Please copy the piece on drug songs from "8. Semi-Charmed Life" to "of the drug.", replacing "crystal meth" with "methamphetamine".
:: Excerpt to read
6. Time to Pretend – MGMT
MGMT rose to popularity during the late 2000s while indie rock was experiencing something of a revival. Their musical style is assertively groovy and drug-friendly, as embodied by their single “Time to Pretend” from Oracular Spectacular released in 2007. While the song sometimes sounds like it is merely telling the story of a kid on an adventure, references to choking on vomit make it clear that the singer is describing a drug trip.
7. White Rabbit – Jefferson Airplane
The timeless rock band Jefferson Airplane was one of the pioneering acts in the psychedelic rock genre. Lead singer Grace Slick personally wrote their biggest hit “White Rabbit”, which came out in 1967 at the height of the hippie culture. The song both narrates and sets the stage for an LSD hallucination styled after Lewis Carroll’s Alice in Wonderland. The song has become legendary for it’s crescendo where Slick repeatedly declares “Feed your head!”.
8. Semi-Charmed Life – Third Eye Blind
“Semi-Charmed Life” by Third Eye Blind has a noteworthy status as one of the most popular songs that is about drugs but doesn’t sound like it. While it sounds like the type of upbeat pop song about youthful aspiration that was trendy in 1997 when it came out, lead singer Stephan Jenkins has admitted that the song is actually about his own past addiction to crystal meth. The happy-go-lucky beat is supposed to mimic the uplifting effects of the drug.
9. Hurt – Johnny Cash
Johnny Cash became world famous for his blend of gospel, rock and roll, and country in the 1950s and 1960s, but one of his biggest commercial and critical successes came just prior to his death in 2003. Released the prior year, “Hurt” is actually Cash’s rendition of a song originally performed by the rock band Nine Inch Nails. The song about struggling with drug addiction sounds perfect coming from Cash. “Hurt” was a huge popular success and won him a posthumous Grammy award.
10. Purple Haze – Jimi Hendrix
The Jimi Hendrix Experience were still relatively unknown in the United States when they recorded “Purple Haze” in early 1967. Both the song and Jimi Hendrix would go on to achieve legendary status in the history of American music. “Purple Haze” is known for describing an equally legendary strain of marijuana and its psychoactive effects, but Hendrix himself actually said that it was intended as a love song.
11. We Found Love – Rihanna feat. Calvin Harris
Both Rihanna and EDM artist Calvin Harris were at the height of their popularity when “We Found Love” came out in 2011. While it originally sounds like a club anthem, the “yellow diamonds” that Rihanna refers to are actually crystals of the drug MDMA, or ecstasy. She goes on to sing about the feelings of love that accompany the drug’s high, which is also enhanced by the type of bold breakdowns that Harris is known for.
12. We Are All on Drugs – Weezer
The alternative rock band Weezer has touched on every theme imaginable in the 30 years they have been active, so they have a song about drugs, too. “We Are All on Drugs”, released in 2005, catalogs the motivations that lead some people to addiction and the fallout that can result. According to Weezer’s lead singer Rivers Cuomo, the song refers not only to actual drugs, but technology, media, relationships, and the many addictive distractions that exist in the modern world.
::::
:: Data entries
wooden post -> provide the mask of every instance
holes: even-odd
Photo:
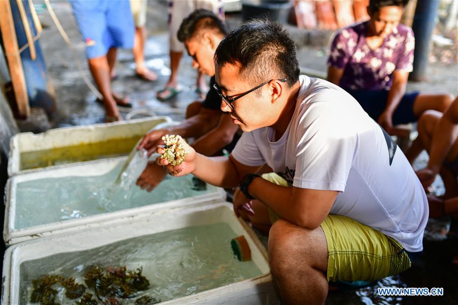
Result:
[[[9,1],[0,0],[0,30],[2,31],[5,53],[8,62],[18,111],[20,115],[26,117],[30,115],[27,85],[24,76],[21,55],[19,53]]]

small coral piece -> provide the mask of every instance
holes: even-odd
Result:
[[[149,295],[144,295],[135,300],[135,305],[154,305],[160,302],[160,299]]]
[[[164,146],[165,151],[161,158],[166,160],[174,166],[181,164],[188,155],[182,142],[184,140],[180,136],[165,135],[162,137],[162,141],[165,144]]]

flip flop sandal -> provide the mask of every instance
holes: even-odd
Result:
[[[159,97],[158,96],[158,94],[162,93],[163,92],[165,92],[167,90],[168,90],[170,92],[170,94],[165,97]],[[161,90],[159,90],[157,92],[157,94],[156,95],[156,98],[161,101],[166,101],[171,98],[174,97],[179,93],[181,92],[181,90],[179,90],[178,89],[175,89],[173,87],[167,87],[164,88]]]

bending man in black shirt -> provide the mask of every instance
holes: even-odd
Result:
[[[197,10],[183,20],[178,30],[178,39],[184,43],[192,57],[192,66],[211,76],[210,91],[203,102],[191,103],[187,110],[187,119],[179,125],[153,131],[147,134],[138,145],[150,154],[162,144],[166,134],[179,134],[183,138],[196,139],[192,146],[205,156],[213,156],[231,144],[238,127],[228,114],[220,110],[221,98],[213,89],[215,65],[213,55],[218,45],[226,34],[222,21],[213,12]],[[148,164],[137,180],[137,185],[151,192],[165,176],[162,167],[154,163]]]

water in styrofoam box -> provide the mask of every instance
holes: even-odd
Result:
[[[217,223],[26,261],[20,265],[20,303],[30,303],[33,280],[47,274],[59,274],[74,277],[76,283],[84,284],[85,272],[95,265],[142,268],[149,287],[133,297],[122,299],[122,304],[133,304],[145,295],[164,301],[261,275],[254,261],[241,262],[234,256],[231,240],[236,235],[227,223]],[[58,297],[61,304],[74,304],[78,300],[68,299],[63,288],[60,289]],[[89,289],[86,292],[94,293]],[[104,298],[99,300],[103,302]]]

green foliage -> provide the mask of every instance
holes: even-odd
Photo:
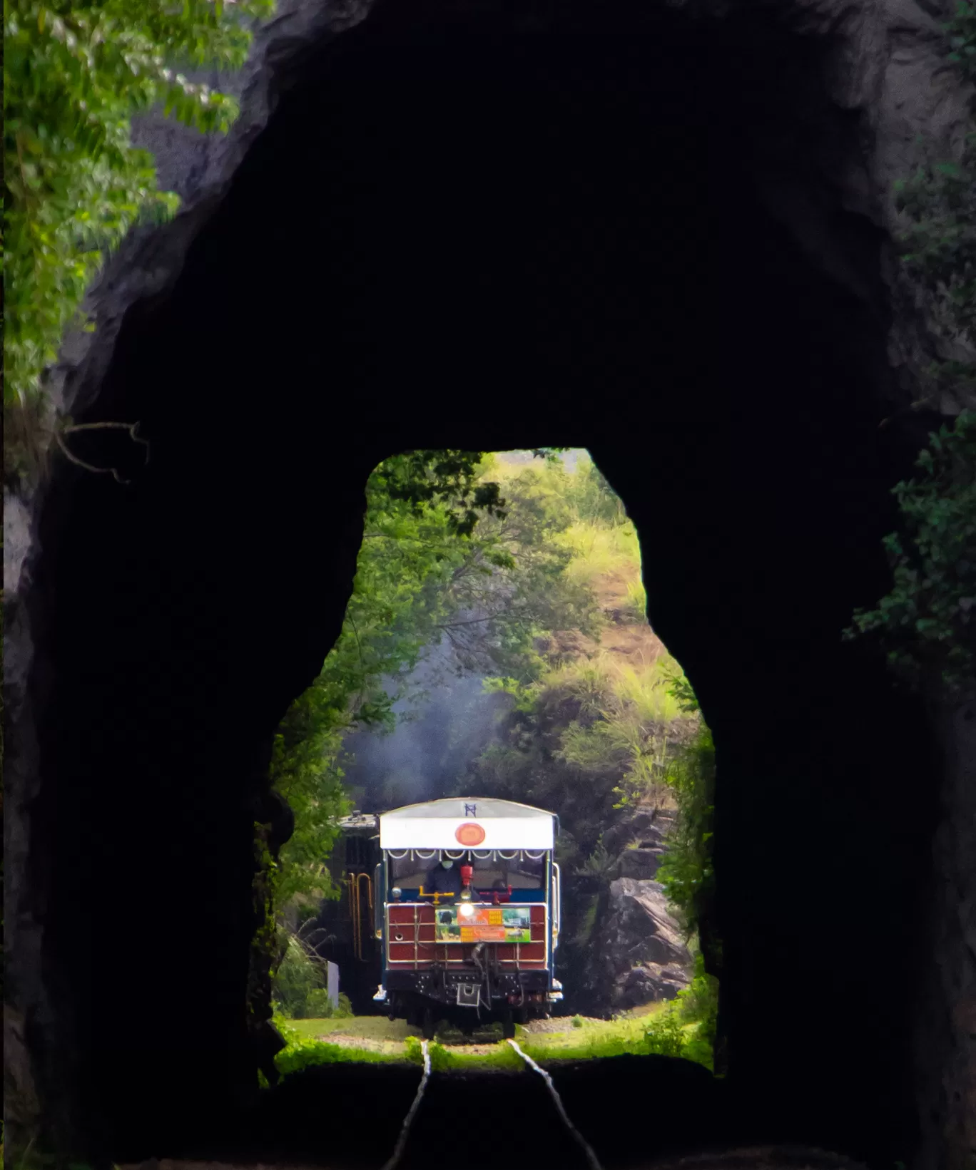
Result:
[[[688,735],[688,721],[672,694],[676,663],[658,660],[637,670],[619,667],[578,673],[580,718],[565,729],[555,756],[586,776],[616,775],[617,807],[660,800],[674,750]],[[563,672],[572,688],[571,674]]]
[[[279,938],[283,955],[274,973],[275,1009],[290,1019],[322,1019],[323,996],[316,994],[325,987],[322,959],[297,934],[280,928]]]
[[[39,378],[81,314],[103,253],[130,227],[171,219],[152,156],[131,145],[130,118],[161,103],[201,132],[226,132],[236,102],[181,69],[238,69],[246,18],[274,0],[99,0],[68,7],[4,4],[4,323],[7,426],[41,397]],[[12,452],[15,460],[22,455]]]
[[[915,466],[894,488],[901,531],[885,538],[894,587],[845,638],[877,632],[902,677],[954,691],[971,683],[976,645],[976,413],[930,434]]]
[[[496,1044],[488,1052],[458,1052],[435,1040],[428,1047],[431,1072],[445,1073],[466,1068],[501,1068],[523,1072],[525,1062],[510,1044]]]
[[[448,531],[470,536],[479,514],[504,518],[499,484],[481,480],[481,455],[470,450],[415,450],[387,460],[377,476],[390,500],[408,503],[415,516],[440,503],[447,508]]]
[[[674,793],[678,815],[668,834],[658,881],[683,918],[690,936],[704,917],[715,893],[712,862],[715,744],[704,723],[668,762],[665,782]]]
[[[685,1028],[675,1010],[652,1017],[644,1032],[646,1052],[659,1057],[685,1055]]]
[[[678,1014],[685,1024],[696,1025],[686,1033],[682,1055],[714,1071],[715,1038],[719,1024],[719,980],[704,970],[704,957],[695,950],[695,973],[690,986],[678,993]]]
[[[960,2],[943,26],[948,60],[976,82],[976,7]],[[928,295],[936,329],[974,340],[976,325],[976,131],[958,160],[933,161],[895,184],[907,273]],[[928,371],[933,392],[976,393],[976,364],[956,359]],[[875,632],[892,668],[912,686],[943,694],[971,684],[976,605],[976,414],[929,435],[921,475],[894,488],[901,529],[885,538],[894,587],[875,610],[858,611],[845,638]]]
[[[942,26],[949,36],[948,60],[963,80],[976,84],[976,5],[957,0],[953,19]]]
[[[342,633],[275,737],[272,778],[295,812],[279,906],[311,908],[337,894],[324,861],[350,808],[343,739],[356,728],[392,728],[393,703],[432,651],[446,644],[460,669],[504,672],[528,686],[545,666],[539,632],[597,629],[590,590],[564,573],[572,555],[555,537],[571,517],[552,505],[548,481],[532,469],[515,476],[502,509],[490,473],[477,453],[414,452],[370,476]]]

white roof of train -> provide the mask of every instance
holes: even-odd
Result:
[[[384,849],[551,849],[556,815],[514,800],[448,797],[379,818]]]

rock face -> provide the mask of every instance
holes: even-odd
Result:
[[[689,983],[692,957],[659,882],[618,878],[610,883],[607,917],[597,952],[614,1010],[674,999]]]
[[[506,35],[524,8],[453,7]],[[928,720],[892,691],[871,648],[839,638],[853,608],[888,587],[891,487],[910,474],[926,432],[962,405],[947,394],[935,417],[910,411],[920,369],[962,355],[906,287],[892,240],[892,180],[919,163],[916,137],[951,156],[967,129],[969,94],[939,33],[950,6],[547,7],[530,13],[535,48],[549,40],[538,33],[585,34],[559,99],[598,74],[607,91],[620,85],[603,121],[592,116],[599,87],[569,113],[541,117],[517,158],[520,123],[537,106],[528,87],[508,91],[517,117],[490,153],[508,76],[492,61],[481,137],[456,125],[420,165],[411,139],[398,173],[369,172],[384,154],[369,133],[410,88],[400,77],[399,91],[383,89],[396,51],[344,104],[324,103],[338,130],[366,143],[366,181],[352,193],[316,170],[343,147],[341,135],[323,137],[330,119],[315,105],[329,62],[316,57],[289,108],[293,129],[275,139],[300,62],[383,15],[363,21],[366,5],[331,0],[282,0],[259,29],[226,138],[156,117],[135,128],[184,212],[133,233],[106,263],[88,304],[97,330],[66,340],[48,385],[77,421],[147,419],[145,482],[122,489],[56,463],[44,489],[5,516],[15,558],[4,658],[13,1079],[21,1134],[40,1114],[48,1136],[73,1138],[76,1161],[123,1161],[104,1143],[130,1119],[149,1142],[211,1089],[256,1083],[241,1007],[253,806],[274,728],[341,628],[369,470],[408,447],[548,443],[589,446],[645,546],[668,553],[645,558],[651,619],[715,732],[723,1026],[756,1133],[772,1119],[877,1165],[912,1149],[916,1170],[962,1170],[976,1148],[974,706]],[[660,35],[638,35],[641,22]],[[611,41],[626,42],[628,71],[596,68]],[[366,43],[352,74],[365,75],[371,51]],[[414,58],[399,54],[405,66]],[[680,69],[668,73],[669,61]],[[667,85],[645,123],[625,125],[659,77]],[[405,133],[456,106],[449,85],[434,90]],[[384,110],[357,130],[374,92]],[[585,180],[576,201],[564,176],[556,197],[525,211],[521,235],[513,214],[489,238],[561,126]],[[261,153],[266,138],[277,153]],[[461,173],[472,140],[477,157]],[[604,142],[614,149],[600,156]],[[438,157],[449,167],[411,202],[413,178]],[[648,181],[648,158],[666,184]],[[604,204],[589,181],[599,176],[611,176]],[[486,238],[483,252],[466,252]],[[625,268],[635,275],[621,288]],[[613,411],[580,412],[594,398]],[[270,567],[262,546],[274,546]],[[262,621],[268,634],[255,636]],[[838,679],[858,695],[857,721],[834,697]],[[921,794],[920,776],[930,778]],[[827,838],[843,879],[824,872]],[[777,874],[761,901],[755,863],[736,845],[755,839]],[[614,881],[653,881],[632,874],[649,874],[657,847],[638,842],[649,852]],[[213,904],[194,901],[201,889]],[[124,913],[108,922],[102,908],[118,900]],[[645,913],[627,902],[628,914]],[[206,932],[193,932],[191,904]],[[147,917],[165,945],[145,987],[130,987],[104,964],[143,945]],[[811,949],[827,930],[836,949]],[[838,949],[864,962],[838,965]],[[770,985],[770,968],[791,972],[789,987]],[[192,1024],[201,986],[213,1005],[202,1035]],[[163,1013],[151,1047],[99,1030],[99,1019],[144,1011],[147,994]],[[872,1003],[857,1066],[834,1040],[852,997]],[[803,1031],[789,1076],[782,1039],[756,1027],[757,1003]],[[80,1143],[96,1107],[101,1136]]]

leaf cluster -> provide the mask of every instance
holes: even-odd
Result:
[[[929,435],[896,484],[902,524],[885,538],[894,587],[875,610],[859,610],[851,639],[877,632],[899,675],[956,691],[971,683],[976,651],[976,412]]]
[[[160,104],[226,132],[238,103],[183,69],[240,68],[248,18],[273,12],[274,0],[5,0],[5,413],[36,405],[68,325],[95,328],[81,304],[103,253],[179,207],[131,145],[131,116]]]
[[[668,762],[665,783],[674,793],[678,814],[667,837],[658,881],[692,936],[706,918],[715,893],[712,860],[715,744],[704,723],[699,725],[694,739]]]

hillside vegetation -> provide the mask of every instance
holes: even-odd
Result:
[[[286,846],[280,888],[309,908],[328,894],[321,862],[350,780],[363,807],[477,792],[551,808],[570,883],[606,881],[603,837],[612,825],[667,808],[676,820],[658,876],[694,945],[712,883],[710,737],[679,665],[647,625],[637,532],[585,453],[575,469],[551,453],[528,463],[482,455],[472,468],[472,493],[475,483],[493,486],[494,504],[460,536],[439,511],[447,497],[418,510],[417,501],[390,498],[385,467],[371,480],[353,599],[317,684],[319,694],[344,695],[344,706],[329,704],[321,724],[328,750],[304,776],[308,803],[289,793],[300,827],[303,818],[319,827]],[[422,686],[421,665],[429,668]],[[439,682],[452,673],[481,677],[482,697],[446,702],[456,688]],[[393,703],[410,697],[417,710],[398,722]],[[405,775],[405,737],[418,727],[422,775]],[[390,776],[357,764],[346,746],[369,758],[387,741],[399,745]],[[444,745],[439,758],[434,743]],[[331,806],[323,792],[334,794]],[[307,849],[315,837],[316,849]],[[569,951],[585,951],[587,924],[570,927]],[[314,950],[291,932],[281,959],[279,1003],[293,1016],[316,1014]],[[714,1009],[700,957],[681,1011],[694,1025],[695,1059],[706,1062]]]

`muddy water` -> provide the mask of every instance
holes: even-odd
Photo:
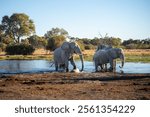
::::
▶ [Final answer]:
8. Semi-Charmed Life – Third Eye Blind
“Semi-Charmed Life” by Third Eye Blind has a noteworthy status as one of the most popular songs that is about drugs but doesn’t sound like it. While it sounds like the type of upbeat pop song about youthful aspiration that was trendy in 1997 when it came out, lead singer Stephan Jenkins has admitted that the song is actually about his own past addiction to methamphetamine. The happy-go-lucky beat is supposed to mimic the uplifting effects of the drug.